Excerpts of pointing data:
━━━━━━

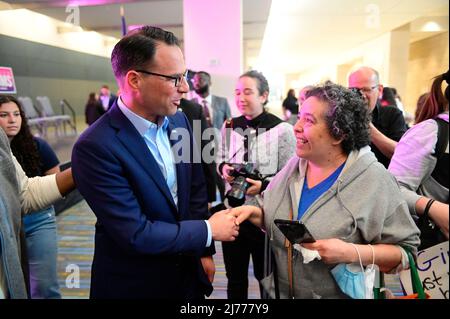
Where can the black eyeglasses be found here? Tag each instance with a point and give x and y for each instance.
(177, 79)
(366, 90)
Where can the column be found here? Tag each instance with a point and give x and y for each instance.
(213, 42)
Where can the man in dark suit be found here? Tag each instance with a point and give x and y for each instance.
(388, 124)
(194, 113)
(152, 239)
(215, 108)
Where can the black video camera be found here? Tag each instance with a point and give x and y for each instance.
(236, 195)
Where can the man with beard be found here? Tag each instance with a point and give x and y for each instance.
(215, 108)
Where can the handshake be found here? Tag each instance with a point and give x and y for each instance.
(225, 224)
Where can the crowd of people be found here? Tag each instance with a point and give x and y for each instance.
(342, 161)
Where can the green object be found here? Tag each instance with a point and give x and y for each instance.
(415, 279)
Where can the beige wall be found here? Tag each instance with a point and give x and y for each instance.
(427, 58)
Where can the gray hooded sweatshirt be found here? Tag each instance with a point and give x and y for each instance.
(364, 206)
(10, 222)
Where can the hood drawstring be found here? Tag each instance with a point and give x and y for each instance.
(355, 223)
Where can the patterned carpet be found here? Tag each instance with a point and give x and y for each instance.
(76, 248)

━━━━━━

Set problem: Rewrite the listing with every "instance" renamed to "occurrence" and everything else left as it is. Leave the pictures out.

Solution to this exercise:
Where can the black eyeglasses be found here? Tag each occurrence with a point and give x and y for each occurrence.
(177, 79)
(366, 90)
Where can the column be found here? Tag each occurrence with a point and give x and y for each occurrence.
(213, 42)
Where can the man in dark suit be found here? Tag each occurrence with a point and give x and y for each occurrence.
(388, 124)
(194, 113)
(152, 239)
(215, 108)
Where can the black video camera be found here? Tag each occurrence with a point and give x and y for each occurrence.
(236, 195)
Where can the man with beard be found here? Tag each occurrence with a point and give x and y for each occurrence.
(215, 108)
Where can the handshake be found here? Tag each occurrence with a point and give x and y for each occurrence.
(225, 224)
Where can the crowd of people be found here? Tag each occurrence with a point and give x and y for each occurrence.
(342, 161)
Where can the green object be found here? Tag each occurrence with a point and give x and y for each occurrence.
(415, 279)
Where can the beige wall be found here? Tag each occurrence with a point and give x and y for each occurrence.
(427, 58)
Where can the gray hooded sweatshirt be found here? Tag each occurrence with a point and give x and y for each occurrence.
(364, 206)
(10, 222)
Where can the hood drawstring be found here? Tag each occurrence with a point and give x and y for each occurrence.
(355, 223)
Where can the patterned carpet be found here? Tag each occurrence with a point and give x and y for each occurrence.
(76, 248)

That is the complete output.